=== EXCERPT PROVIDED ===
I see so it does go back to normal right?

lets say your genetic T is at 800 it would go back to there if you sleep good and your nutrition is good


----------



## Xulane (Feb 12, 2021)

Nonstoplooksmax said:


> I see so it does go back to normal right?
> 
> lets say your genetic T is at 800 it would go back to there if you sleep good and your nutrition is good


Maybe man, there are way to many factors you can look those up.


----------



## .👽. (Feb 12, 2021)

Chinacurry said:


> Holy shit OP, I started today, had no idea how hard it was to get these quantities in, but I am going SLIGHTLY lower than you, because I know D3 at 50,000ui can be toxic, so in going half on the d3, K2, and ashwagandha.
> 
> The problem is tongkat Ali, I got this one below, which Amazon assures me is tongkat Ali, but Jesus Christ it's the worst thing I ever tasted, how the hell do you take it? I just plain scooped the powder onto my tongue!
> 
> View attachment 939622


Yes it tastes sooo fking terrible im closde to puking every time.
=== EXTRACTED MATERIAL ===
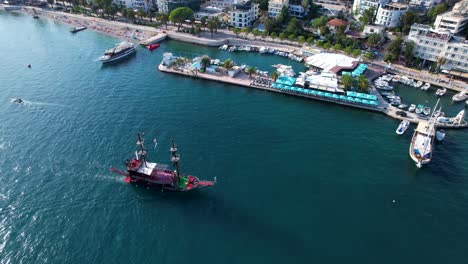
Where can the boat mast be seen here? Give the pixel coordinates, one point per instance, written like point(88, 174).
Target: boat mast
point(142, 151)
point(175, 160)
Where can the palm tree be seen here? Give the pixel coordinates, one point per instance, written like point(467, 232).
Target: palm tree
point(205, 62)
point(440, 61)
point(250, 71)
point(228, 64)
point(274, 75)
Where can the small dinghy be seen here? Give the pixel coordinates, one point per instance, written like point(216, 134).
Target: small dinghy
point(440, 135)
point(402, 127)
point(153, 46)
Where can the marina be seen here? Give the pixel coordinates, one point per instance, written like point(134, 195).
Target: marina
point(78, 117)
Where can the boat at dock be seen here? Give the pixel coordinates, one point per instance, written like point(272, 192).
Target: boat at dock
point(122, 50)
point(76, 29)
point(460, 96)
point(403, 127)
point(152, 47)
point(422, 143)
point(441, 91)
point(141, 171)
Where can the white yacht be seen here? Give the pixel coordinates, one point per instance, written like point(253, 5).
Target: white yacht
point(422, 143)
point(403, 127)
point(460, 96)
point(122, 50)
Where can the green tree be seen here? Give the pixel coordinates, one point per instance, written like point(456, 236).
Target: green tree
point(301, 39)
point(163, 18)
point(294, 26)
point(369, 56)
point(368, 16)
point(433, 12)
point(269, 25)
point(407, 19)
point(203, 21)
point(282, 35)
point(319, 22)
point(363, 84)
point(408, 53)
point(180, 14)
point(274, 75)
point(373, 39)
point(337, 47)
point(348, 50)
point(250, 71)
point(283, 16)
point(256, 32)
point(237, 31)
point(356, 52)
point(206, 61)
point(228, 64)
point(347, 81)
point(324, 31)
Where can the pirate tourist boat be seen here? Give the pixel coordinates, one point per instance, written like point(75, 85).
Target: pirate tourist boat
point(141, 171)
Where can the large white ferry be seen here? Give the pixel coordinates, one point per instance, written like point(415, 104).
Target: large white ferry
point(121, 51)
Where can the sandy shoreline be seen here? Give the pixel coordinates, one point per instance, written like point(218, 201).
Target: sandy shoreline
point(123, 31)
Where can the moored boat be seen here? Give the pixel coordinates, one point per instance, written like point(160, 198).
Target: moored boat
point(403, 127)
point(141, 171)
point(152, 47)
point(76, 29)
point(460, 96)
point(440, 135)
point(121, 51)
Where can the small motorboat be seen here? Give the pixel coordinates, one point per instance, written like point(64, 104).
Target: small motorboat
point(427, 110)
point(443, 119)
point(153, 46)
point(402, 127)
point(441, 91)
point(419, 109)
point(460, 96)
point(17, 101)
point(402, 106)
point(440, 135)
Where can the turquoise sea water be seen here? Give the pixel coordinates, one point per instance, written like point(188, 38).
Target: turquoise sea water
point(299, 181)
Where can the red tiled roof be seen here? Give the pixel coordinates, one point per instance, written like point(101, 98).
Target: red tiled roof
point(337, 22)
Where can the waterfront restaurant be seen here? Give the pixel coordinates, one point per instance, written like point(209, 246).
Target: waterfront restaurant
point(331, 62)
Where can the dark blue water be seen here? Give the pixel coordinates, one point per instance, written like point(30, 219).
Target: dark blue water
point(299, 181)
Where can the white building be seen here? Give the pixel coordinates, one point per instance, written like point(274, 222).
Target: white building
point(209, 12)
point(424, 3)
point(429, 46)
point(242, 15)
point(389, 14)
point(135, 4)
point(221, 3)
point(360, 5)
point(454, 21)
point(295, 10)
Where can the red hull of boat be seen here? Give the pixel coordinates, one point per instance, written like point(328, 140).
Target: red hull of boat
point(153, 46)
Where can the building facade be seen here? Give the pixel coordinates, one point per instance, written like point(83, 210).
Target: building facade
point(243, 14)
point(453, 21)
point(295, 10)
point(166, 6)
point(360, 5)
point(430, 46)
point(388, 15)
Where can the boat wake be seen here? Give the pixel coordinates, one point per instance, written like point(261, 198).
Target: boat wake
point(32, 103)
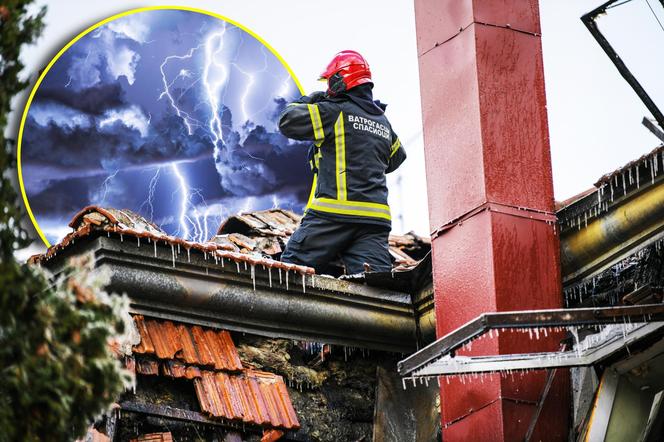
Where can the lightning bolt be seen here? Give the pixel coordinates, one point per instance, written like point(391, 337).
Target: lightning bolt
point(213, 46)
point(105, 184)
point(151, 189)
point(193, 220)
point(187, 119)
point(184, 220)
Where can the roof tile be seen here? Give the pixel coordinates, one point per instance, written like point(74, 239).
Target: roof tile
point(207, 356)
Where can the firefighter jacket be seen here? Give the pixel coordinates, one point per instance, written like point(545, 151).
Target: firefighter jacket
point(354, 146)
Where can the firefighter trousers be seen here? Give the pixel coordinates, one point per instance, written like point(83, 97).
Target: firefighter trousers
point(319, 241)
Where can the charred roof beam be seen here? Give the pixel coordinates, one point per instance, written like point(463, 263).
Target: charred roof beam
point(589, 20)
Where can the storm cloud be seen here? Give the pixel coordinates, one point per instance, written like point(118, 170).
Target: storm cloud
point(160, 108)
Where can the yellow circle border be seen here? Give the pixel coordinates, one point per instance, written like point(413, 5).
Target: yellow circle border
point(87, 31)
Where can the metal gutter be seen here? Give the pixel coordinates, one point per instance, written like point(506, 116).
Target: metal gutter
point(630, 224)
point(426, 361)
point(590, 23)
point(256, 300)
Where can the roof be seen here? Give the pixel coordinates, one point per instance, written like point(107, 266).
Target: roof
point(224, 388)
point(649, 160)
point(611, 190)
point(154, 437)
point(256, 238)
point(95, 219)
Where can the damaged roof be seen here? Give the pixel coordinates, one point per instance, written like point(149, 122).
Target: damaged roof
point(127, 224)
point(224, 388)
point(610, 190)
point(255, 238)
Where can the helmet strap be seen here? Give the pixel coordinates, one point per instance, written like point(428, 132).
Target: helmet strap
point(336, 84)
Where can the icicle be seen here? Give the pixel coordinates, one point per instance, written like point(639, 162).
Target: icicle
point(611, 186)
point(173, 254)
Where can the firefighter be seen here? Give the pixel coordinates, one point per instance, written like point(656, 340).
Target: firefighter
point(353, 148)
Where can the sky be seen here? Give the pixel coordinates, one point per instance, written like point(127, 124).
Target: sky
point(169, 113)
point(594, 117)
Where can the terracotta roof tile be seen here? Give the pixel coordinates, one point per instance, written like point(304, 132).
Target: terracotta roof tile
point(128, 224)
point(154, 437)
point(207, 356)
point(253, 397)
point(190, 344)
point(246, 238)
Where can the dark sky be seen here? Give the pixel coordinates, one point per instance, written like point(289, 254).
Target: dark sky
point(169, 113)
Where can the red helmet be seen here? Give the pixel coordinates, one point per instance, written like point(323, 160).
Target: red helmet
point(346, 70)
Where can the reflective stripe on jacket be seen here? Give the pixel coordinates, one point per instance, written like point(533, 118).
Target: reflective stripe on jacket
point(352, 151)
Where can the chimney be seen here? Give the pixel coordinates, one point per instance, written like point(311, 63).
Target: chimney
point(490, 202)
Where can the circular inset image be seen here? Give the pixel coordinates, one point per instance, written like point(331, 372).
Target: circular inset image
point(169, 112)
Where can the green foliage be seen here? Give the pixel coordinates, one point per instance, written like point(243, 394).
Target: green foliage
point(57, 370)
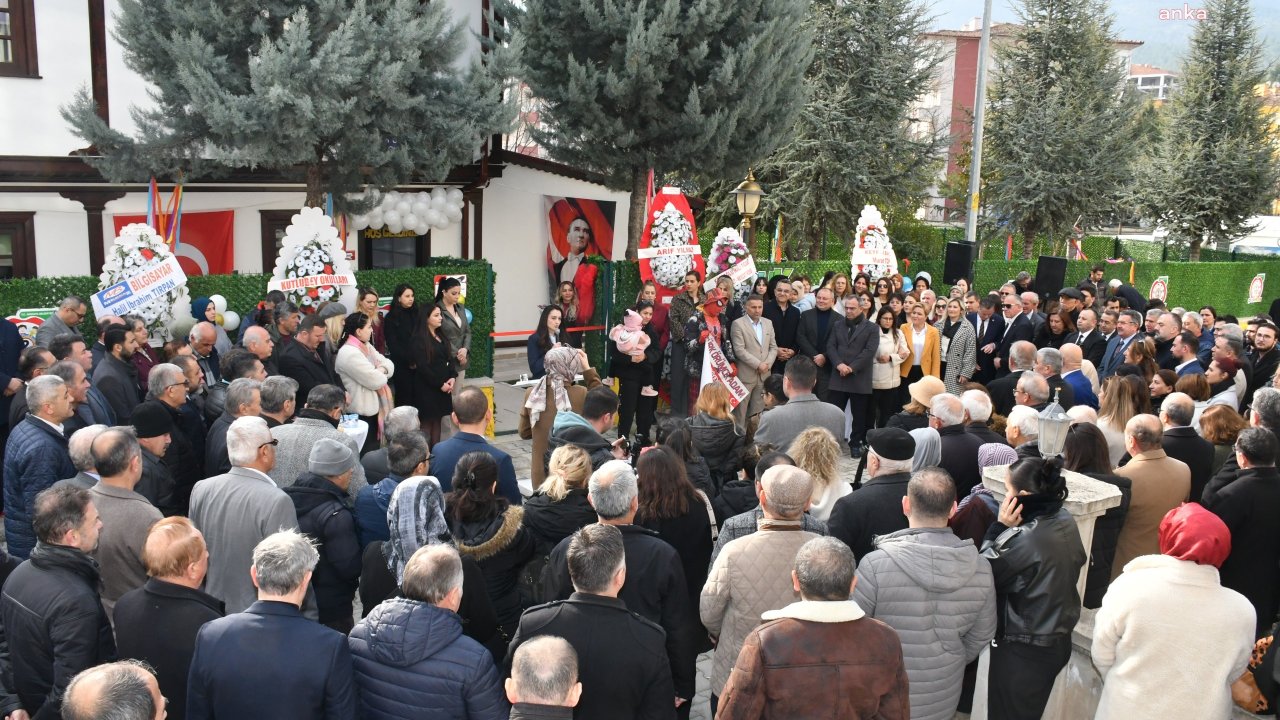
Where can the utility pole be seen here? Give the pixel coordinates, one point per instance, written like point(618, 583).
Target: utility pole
point(979, 112)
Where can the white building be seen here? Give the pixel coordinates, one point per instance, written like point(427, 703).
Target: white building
point(56, 212)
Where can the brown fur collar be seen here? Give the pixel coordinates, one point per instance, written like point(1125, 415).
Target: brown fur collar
point(511, 523)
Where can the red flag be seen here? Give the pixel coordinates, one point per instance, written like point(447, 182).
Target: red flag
point(208, 244)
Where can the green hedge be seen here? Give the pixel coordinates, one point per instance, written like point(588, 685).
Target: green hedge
point(243, 292)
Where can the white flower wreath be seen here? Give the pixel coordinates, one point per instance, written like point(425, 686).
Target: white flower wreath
point(137, 249)
point(311, 247)
point(671, 229)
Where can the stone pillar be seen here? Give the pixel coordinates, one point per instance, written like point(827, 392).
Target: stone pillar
point(1087, 500)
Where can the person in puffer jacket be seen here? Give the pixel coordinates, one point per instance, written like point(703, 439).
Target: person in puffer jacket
point(928, 566)
point(411, 657)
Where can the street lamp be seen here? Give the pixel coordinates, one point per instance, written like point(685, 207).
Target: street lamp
point(748, 195)
point(1054, 425)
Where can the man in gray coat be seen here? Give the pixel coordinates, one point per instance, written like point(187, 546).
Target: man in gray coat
point(851, 351)
point(236, 511)
point(928, 566)
point(781, 425)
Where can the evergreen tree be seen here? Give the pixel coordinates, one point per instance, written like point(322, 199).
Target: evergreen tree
point(337, 92)
point(1061, 122)
point(1215, 165)
point(677, 86)
point(854, 142)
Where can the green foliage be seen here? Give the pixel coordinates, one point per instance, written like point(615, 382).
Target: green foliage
point(243, 292)
point(1215, 167)
point(1061, 131)
point(333, 92)
point(668, 85)
point(854, 142)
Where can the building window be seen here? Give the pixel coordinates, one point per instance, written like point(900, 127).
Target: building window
point(384, 250)
point(17, 245)
point(18, 39)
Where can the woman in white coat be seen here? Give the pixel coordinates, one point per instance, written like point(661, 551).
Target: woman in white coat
point(1169, 638)
point(364, 372)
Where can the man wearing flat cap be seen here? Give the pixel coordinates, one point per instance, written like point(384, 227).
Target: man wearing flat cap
point(154, 425)
point(320, 500)
point(876, 509)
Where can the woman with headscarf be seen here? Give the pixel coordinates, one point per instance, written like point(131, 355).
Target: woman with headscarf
point(402, 328)
point(202, 310)
point(1170, 639)
point(416, 519)
point(554, 391)
point(928, 449)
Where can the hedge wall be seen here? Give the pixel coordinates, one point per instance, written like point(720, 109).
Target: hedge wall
point(243, 292)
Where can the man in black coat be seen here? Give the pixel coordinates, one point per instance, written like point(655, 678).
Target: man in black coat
point(158, 623)
point(654, 588)
point(306, 360)
point(1251, 510)
point(876, 509)
point(1182, 442)
point(51, 619)
point(786, 323)
point(298, 669)
point(812, 337)
point(320, 500)
point(622, 660)
point(959, 447)
point(115, 377)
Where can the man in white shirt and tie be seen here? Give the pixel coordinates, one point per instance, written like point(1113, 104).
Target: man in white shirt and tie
point(757, 349)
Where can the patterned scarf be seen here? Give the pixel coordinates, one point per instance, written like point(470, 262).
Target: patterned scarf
point(562, 365)
point(416, 519)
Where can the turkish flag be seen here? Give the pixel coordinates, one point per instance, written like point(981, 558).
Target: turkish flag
point(206, 245)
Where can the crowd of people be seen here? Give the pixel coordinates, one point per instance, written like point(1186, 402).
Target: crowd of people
point(190, 527)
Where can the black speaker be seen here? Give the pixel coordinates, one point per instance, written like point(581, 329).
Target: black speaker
point(959, 263)
point(1050, 276)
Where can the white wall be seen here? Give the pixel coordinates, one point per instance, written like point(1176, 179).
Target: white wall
point(515, 238)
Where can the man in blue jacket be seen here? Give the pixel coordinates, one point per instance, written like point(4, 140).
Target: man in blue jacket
point(296, 668)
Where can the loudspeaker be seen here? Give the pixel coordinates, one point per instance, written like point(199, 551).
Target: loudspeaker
point(1050, 276)
point(959, 263)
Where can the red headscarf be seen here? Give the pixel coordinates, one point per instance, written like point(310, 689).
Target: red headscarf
point(1189, 532)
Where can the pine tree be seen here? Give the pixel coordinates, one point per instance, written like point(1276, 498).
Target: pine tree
point(854, 144)
point(677, 86)
point(1215, 165)
point(1061, 123)
point(336, 92)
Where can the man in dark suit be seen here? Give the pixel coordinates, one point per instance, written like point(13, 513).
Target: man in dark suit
point(813, 333)
point(622, 657)
point(1127, 331)
point(306, 360)
point(990, 327)
point(1182, 441)
point(1018, 328)
point(1087, 335)
point(300, 669)
point(851, 349)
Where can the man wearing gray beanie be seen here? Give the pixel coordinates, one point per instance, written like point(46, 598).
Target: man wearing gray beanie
point(320, 500)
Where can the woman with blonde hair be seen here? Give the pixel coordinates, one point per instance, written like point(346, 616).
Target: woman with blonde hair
point(716, 434)
point(817, 452)
point(560, 507)
point(1123, 397)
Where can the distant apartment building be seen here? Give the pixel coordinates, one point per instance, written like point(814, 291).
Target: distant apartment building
point(947, 106)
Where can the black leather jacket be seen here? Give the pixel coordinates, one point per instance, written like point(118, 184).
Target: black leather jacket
point(1036, 569)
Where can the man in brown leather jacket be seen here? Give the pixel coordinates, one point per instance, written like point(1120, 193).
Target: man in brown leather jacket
point(782, 669)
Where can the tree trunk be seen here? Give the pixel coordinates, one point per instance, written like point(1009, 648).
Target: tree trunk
point(639, 200)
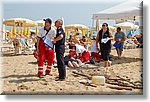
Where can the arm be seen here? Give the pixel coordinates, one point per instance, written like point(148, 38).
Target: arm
point(111, 36)
point(59, 37)
point(38, 40)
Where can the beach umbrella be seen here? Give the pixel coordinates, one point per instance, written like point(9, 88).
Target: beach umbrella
point(36, 30)
point(127, 26)
point(14, 31)
point(76, 26)
point(110, 28)
point(25, 31)
point(28, 32)
point(19, 22)
point(20, 30)
point(97, 25)
point(40, 23)
point(11, 33)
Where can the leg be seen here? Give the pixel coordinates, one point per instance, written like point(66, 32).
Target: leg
point(61, 65)
point(50, 60)
point(40, 64)
point(118, 52)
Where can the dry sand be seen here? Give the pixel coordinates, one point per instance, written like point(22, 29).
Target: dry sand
point(19, 76)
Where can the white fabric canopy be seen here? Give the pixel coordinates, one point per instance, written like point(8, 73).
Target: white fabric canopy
point(127, 26)
point(127, 10)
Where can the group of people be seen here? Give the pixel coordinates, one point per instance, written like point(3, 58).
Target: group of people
point(48, 37)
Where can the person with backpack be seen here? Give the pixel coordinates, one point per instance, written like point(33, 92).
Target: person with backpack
point(104, 38)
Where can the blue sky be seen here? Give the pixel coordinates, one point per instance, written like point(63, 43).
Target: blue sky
point(72, 12)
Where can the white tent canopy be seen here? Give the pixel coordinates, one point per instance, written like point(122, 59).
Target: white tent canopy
point(127, 26)
point(127, 10)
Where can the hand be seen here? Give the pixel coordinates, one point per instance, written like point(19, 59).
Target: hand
point(54, 41)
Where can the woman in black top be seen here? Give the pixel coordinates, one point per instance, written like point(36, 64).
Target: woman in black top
point(104, 38)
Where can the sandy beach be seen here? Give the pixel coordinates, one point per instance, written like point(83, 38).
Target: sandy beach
point(19, 76)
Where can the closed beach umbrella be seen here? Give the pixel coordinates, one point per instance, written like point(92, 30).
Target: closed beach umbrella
point(97, 25)
point(40, 23)
point(36, 30)
point(25, 31)
point(28, 32)
point(14, 31)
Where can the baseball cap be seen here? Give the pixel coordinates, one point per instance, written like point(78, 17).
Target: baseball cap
point(48, 19)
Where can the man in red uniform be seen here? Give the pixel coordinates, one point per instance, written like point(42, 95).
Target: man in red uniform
point(45, 47)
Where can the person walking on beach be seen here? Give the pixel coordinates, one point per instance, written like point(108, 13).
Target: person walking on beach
point(60, 50)
point(119, 38)
point(104, 38)
point(45, 47)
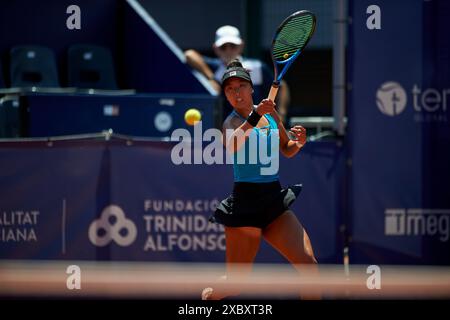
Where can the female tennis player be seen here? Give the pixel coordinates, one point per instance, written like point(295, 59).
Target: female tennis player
point(258, 206)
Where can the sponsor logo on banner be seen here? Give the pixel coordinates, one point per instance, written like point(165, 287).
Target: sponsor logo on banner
point(429, 104)
point(18, 225)
point(112, 226)
point(391, 98)
point(417, 222)
point(175, 224)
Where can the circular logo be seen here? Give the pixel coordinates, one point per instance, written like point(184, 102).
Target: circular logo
point(391, 98)
point(163, 121)
point(121, 230)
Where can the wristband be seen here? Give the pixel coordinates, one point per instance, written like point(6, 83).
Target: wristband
point(253, 118)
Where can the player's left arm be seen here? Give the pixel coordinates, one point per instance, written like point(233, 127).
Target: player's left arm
point(288, 147)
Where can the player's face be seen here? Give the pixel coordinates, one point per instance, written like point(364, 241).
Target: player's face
point(228, 51)
point(238, 92)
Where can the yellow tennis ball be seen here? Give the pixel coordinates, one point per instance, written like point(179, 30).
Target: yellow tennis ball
point(192, 116)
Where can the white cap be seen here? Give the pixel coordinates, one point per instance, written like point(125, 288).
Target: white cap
point(227, 34)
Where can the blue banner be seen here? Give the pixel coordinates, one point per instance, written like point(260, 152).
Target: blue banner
point(125, 200)
point(397, 125)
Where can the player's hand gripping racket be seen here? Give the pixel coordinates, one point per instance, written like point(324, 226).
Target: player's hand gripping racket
point(290, 39)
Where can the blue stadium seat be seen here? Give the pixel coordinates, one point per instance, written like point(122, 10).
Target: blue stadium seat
point(91, 67)
point(33, 66)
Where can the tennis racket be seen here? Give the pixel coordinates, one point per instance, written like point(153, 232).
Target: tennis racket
point(290, 39)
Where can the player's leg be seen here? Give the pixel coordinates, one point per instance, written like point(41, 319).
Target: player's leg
point(287, 235)
point(242, 245)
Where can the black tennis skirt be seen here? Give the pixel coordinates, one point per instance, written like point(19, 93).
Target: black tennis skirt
point(255, 204)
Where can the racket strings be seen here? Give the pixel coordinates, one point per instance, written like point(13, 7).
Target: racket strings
point(293, 37)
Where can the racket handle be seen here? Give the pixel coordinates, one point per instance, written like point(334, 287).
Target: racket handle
point(273, 91)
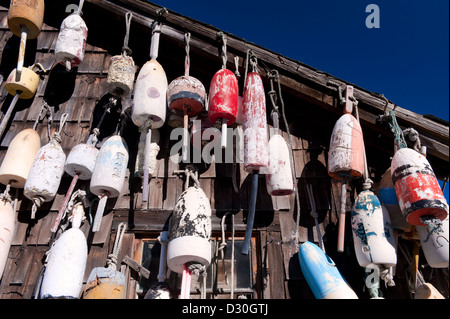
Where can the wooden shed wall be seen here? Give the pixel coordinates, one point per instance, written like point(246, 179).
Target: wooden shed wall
point(82, 94)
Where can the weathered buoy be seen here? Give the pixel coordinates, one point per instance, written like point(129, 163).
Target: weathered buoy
point(19, 158)
point(149, 108)
point(223, 100)
point(7, 227)
point(64, 272)
point(388, 198)
point(71, 41)
point(322, 275)
point(186, 94)
point(418, 191)
point(153, 153)
point(46, 172)
point(434, 240)
point(25, 20)
point(121, 67)
point(107, 282)
point(109, 173)
point(373, 236)
point(279, 181)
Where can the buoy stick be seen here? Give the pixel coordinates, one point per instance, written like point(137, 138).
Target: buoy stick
point(341, 227)
point(251, 214)
point(185, 134)
point(99, 214)
point(224, 132)
point(185, 283)
point(8, 113)
point(21, 58)
point(148, 140)
point(64, 204)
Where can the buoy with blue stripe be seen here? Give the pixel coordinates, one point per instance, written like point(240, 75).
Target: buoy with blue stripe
point(64, 272)
point(150, 102)
point(434, 239)
point(322, 275)
point(109, 174)
point(373, 236)
point(71, 42)
point(419, 194)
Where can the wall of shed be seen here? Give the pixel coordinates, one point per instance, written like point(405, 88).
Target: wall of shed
point(81, 94)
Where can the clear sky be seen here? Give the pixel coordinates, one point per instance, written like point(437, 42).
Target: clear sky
point(406, 58)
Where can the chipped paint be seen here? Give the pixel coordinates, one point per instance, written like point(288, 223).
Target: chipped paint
point(372, 231)
point(416, 186)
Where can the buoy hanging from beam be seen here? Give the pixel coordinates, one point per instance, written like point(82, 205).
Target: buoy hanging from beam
point(149, 108)
point(71, 41)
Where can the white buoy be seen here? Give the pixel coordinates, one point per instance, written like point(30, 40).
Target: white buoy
point(109, 173)
point(71, 41)
point(19, 158)
point(7, 226)
point(434, 242)
point(372, 232)
point(63, 277)
point(46, 172)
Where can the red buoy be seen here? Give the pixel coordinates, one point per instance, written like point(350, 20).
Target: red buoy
point(417, 188)
point(223, 99)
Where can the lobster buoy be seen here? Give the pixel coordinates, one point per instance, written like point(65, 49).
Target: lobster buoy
point(64, 272)
point(26, 14)
point(388, 198)
point(346, 156)
point(19, 158)
point(254, 124)
point(190, 231)
point(153, 150)
point(434, 242)
point(109, 173)
point(279, 180)
point(27, 85)
point(418, 192)
point(46, 172)
point(71, 42)
point(7, 227)
point(223, 100)
point(373, 236)
point(322, 275)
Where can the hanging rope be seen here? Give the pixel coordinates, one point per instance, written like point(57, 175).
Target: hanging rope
point(112, 258)
point(126, 49)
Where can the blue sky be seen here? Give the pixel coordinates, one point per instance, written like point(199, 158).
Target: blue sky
point(406, 58)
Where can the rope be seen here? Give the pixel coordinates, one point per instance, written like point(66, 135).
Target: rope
point(187, 61)
point(125, 49)
point(112, 258)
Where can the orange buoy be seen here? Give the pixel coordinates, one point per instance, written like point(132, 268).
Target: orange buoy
point(417, 188)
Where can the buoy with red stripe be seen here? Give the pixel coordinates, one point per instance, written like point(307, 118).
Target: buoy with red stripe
point(189, 247)
point(109, 173)
point(64, 272)
point(7, 228)
point(71, 42)
point(149, 108)
point(255, 138)
point(434, 239)
point(417, 188)
point(121, 71)
point(346, 156)
point(186, 94)
point(25, 19)
point(223, 96)
point(46, 172)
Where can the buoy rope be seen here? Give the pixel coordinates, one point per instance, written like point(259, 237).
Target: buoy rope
point(126, 49)
point(187, 60)
point(112, 258)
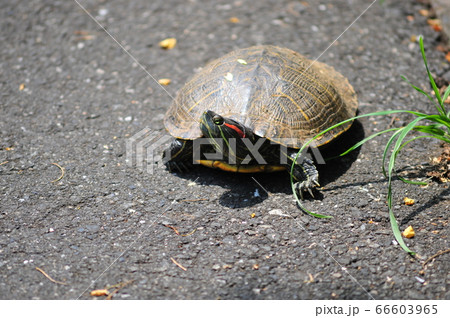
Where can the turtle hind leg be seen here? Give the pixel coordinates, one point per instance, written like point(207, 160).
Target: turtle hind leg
===
#### [YOUR OBJECTIVE]
Extend the forum thread on testosterone and supplements, picking up after its last reply.

#### [ANSWER BELOW]
I put a little bit water in my mouth, than out the pulver directly in my mouth and swallow it fast. You will still taste it but not as bad as when you put it in a glass and drink it


----------



## .👽. (Feb 12, 2021)

Xulane said:


> I put the powder on my tongue and throw in some water before. Now I make capsules so theres no taste


Which capsules are u using?


----------



## Xulane (Feb 12, 2021)

Hopelessmofoker said:


> Which capsules are u using?


000 capsules


----------



## Spinc (Feb 16, 2021)

Xulane said:


> 000 capsules


Hey man, I'm looking for sources of Tongkat Ali that are cheaper to ship to Australia. Is this one as good quality as your source?









Tongkat Ali Longjack, 1200 mg (per serving), 120 Capsules | PipingRock Health Products


Buy Discounted Tongkat Ali Longjack, Vitamins & Supplements online at PipingRock.com



au.pipingrock.com





I noticed it mentions a 200:1 ratio, not sure what that means?

If you're not sure either, I'll probably just stick with your source for now.


----------



## ObamasLastName (Feb 28, 2021)

Spinc said:


> For those playing at home, this is what a daily dose looks like


So much ash god damn


----------



## tyronelite (Mar 25, 2021)

@Xulane do they have Tongkat in capsule form? 
im currently taking 
- Ashwaganda 
- Maca Root 
- Mg & Zinc 
- Vit D gummies
- Cialis


----------



## tyronelite (Mar 25, 2021)

Chinacurry said:


> Yeah I got the tongkat Ali on Amazon, this one linked.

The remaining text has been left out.